#### Given text

I hope to actually start it back up this year!  I need a new supply of Central NY flat rocks..I need to find a local stream bed I can get rocks from..

Im also going to start up a new modeling project, I recently started the webpage for it:

https://sites.google.com/site/scotlawrence/home

That page hasnt been shared publicly yet!  because its not ready..
this is the first time I have posted it anywhere..

More info on the project will be coming soon..im going to build seven passenger cars to go with the locomotives..so, things are looking up! finally..

Scot


----------



## Big Ed

I am guessing that you must have found this then?







A link in it goes here,
Black Diamond Express (1896) - IMDb


----------



## ChrisJ

Technically I live in the Lehigh Valley, though on the NJ side. Seems many don't realize the valley runs that far.


----------



## guilateen02

Scot I was just reading your page. This might peak your interest but just like Mike's 1974 8/32 my serial number of 004595 are on the tractor and bucket. My tractor is 9240013 and scoop is 9240012. My production number is not low like Mike's but maybe the 1974 units were sold only as a complete unit.


----------



## db130

Hey Scot,

I drove ~90 miles each way to pick up a Bolens Artic 75 that is in decent shape. Would you like to have pictures of it posted on page 11 of your website?

Here's a photo of it right after I unloaded it from my station wagon and put the 2 halves together tonight:


----------



## sscotsman

db130 said:


> Hey Scot,
> 
> I drove ~90 miles each way to pick up a Bolens Artic 75 that is in decent shape. Would you like to have pictures of it posted on page 11 of your website?
> 
> Here's a photo of it right after I unloaded it from my station wagon and put the 2 halves together tonight:



thanks DB!
that's a very nice looking Ariens/Bolens, yes, I would love some pictures for the webpage!  you can email me at [email protected]
thanks! :icon-cheers:

Scot


----------



## PixMan

Scot,

I don't know if you'd be interested in more info about the more recent machines on your Page 12 but if so, I have two. One of them is the "limited edition" 2015 model year Deluxe 28+ 921037 of which about 300 to 350 came though with the 414cc LCT motors. The story I got via the dealer I bought it from (and pretty much confirmed here) is that Ariens ran out of the 291cc motors and had a few extra 414's kicking around so used them on these machines. I think most of the them shipped to the northeast US, as a few lucky people near me seem to have also got them. Strange that Ariens didn't even bother giving this batch a different model number or name.

########
#### Records provided

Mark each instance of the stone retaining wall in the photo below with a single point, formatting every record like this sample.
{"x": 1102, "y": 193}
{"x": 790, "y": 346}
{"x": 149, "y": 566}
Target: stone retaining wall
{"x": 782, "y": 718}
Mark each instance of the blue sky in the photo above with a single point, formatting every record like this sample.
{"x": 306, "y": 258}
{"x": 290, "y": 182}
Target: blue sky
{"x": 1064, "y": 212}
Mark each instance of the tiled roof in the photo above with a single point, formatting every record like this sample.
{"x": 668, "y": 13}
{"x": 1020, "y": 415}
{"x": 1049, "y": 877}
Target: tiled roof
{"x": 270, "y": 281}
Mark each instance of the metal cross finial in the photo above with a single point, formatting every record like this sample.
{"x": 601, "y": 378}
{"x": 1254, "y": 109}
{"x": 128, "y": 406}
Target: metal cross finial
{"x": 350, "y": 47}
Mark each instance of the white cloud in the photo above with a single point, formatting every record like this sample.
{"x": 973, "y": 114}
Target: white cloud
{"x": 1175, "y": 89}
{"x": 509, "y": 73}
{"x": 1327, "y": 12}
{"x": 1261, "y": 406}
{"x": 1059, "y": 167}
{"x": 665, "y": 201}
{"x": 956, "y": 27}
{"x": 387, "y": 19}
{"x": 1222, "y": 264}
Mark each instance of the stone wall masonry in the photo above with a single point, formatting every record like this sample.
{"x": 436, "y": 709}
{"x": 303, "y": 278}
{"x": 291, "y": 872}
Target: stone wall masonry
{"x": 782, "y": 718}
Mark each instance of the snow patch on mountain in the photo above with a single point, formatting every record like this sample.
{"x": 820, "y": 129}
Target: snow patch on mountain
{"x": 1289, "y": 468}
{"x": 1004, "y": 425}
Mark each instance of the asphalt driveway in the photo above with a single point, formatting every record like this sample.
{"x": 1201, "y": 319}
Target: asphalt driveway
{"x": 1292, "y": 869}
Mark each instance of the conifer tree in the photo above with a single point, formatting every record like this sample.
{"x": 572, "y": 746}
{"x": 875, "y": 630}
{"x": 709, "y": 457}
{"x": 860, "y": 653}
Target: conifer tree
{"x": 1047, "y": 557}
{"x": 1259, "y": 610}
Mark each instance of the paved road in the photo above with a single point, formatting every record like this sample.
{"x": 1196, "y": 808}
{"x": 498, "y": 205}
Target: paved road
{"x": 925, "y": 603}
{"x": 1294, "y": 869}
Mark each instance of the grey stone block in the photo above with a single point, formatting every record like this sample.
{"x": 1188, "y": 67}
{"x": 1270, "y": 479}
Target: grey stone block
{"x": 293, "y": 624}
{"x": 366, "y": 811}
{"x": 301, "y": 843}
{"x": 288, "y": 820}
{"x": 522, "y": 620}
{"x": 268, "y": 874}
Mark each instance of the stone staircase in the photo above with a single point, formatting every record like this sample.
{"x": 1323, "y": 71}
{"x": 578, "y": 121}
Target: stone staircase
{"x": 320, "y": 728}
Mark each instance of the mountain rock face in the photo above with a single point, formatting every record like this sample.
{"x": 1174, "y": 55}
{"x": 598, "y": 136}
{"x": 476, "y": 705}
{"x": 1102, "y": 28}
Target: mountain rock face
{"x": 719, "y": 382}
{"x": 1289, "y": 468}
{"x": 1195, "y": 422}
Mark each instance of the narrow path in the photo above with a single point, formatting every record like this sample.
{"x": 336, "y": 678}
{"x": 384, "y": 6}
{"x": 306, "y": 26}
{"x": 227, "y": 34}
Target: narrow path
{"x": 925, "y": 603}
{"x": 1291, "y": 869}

########

> _Your objective_
Carry on the forum thread about Scot's Ariens and Bolens webpage from its last line. These records come from a different source than the thread.

> _Reply to the task_
The other machine I have is a Platinum 30 (non-SHO) that was purchased new on 9/7/13 by the original owner. It's nothing special like the other, though if you want photos of either one just let me know.


----------



## sscotsman

Page 9 updated with new 2016 models!

The Ariens 1960's and 1970's Sno-Thro info site.

and thanks Pixman, I added your info about the "limited edition" 2015 model year Deluxe 28+ 921037 to the page! :icon-cheers:

as always, comments, corrections and additions are welcome.
thanks,
Scot


----------



## UNDERTAKER

sscotsman said:


> Page 9 updated with new 2016 models!
> 
> The Ariens 1960's and 1970's Sno-Thro info site.
> 
> and thanks Pixman, I added your info about the "limited edition" 2015 model year Deluxe 28+ 921037 to the page! :icon-cheers:
> 
> as always, comments, corrections and additions are welcome.
> thanks,
> Scot


 That 1974 on your web page IS NOT A BRIGGS engine.


----------



## sscotsman

POWERSHIFT93 said:


> That 1974 on your web page IS NOT A BRIGGS engine.


PS, what 1974 model are you referring to?
please give me a page number, and a snippet of text so I can find it..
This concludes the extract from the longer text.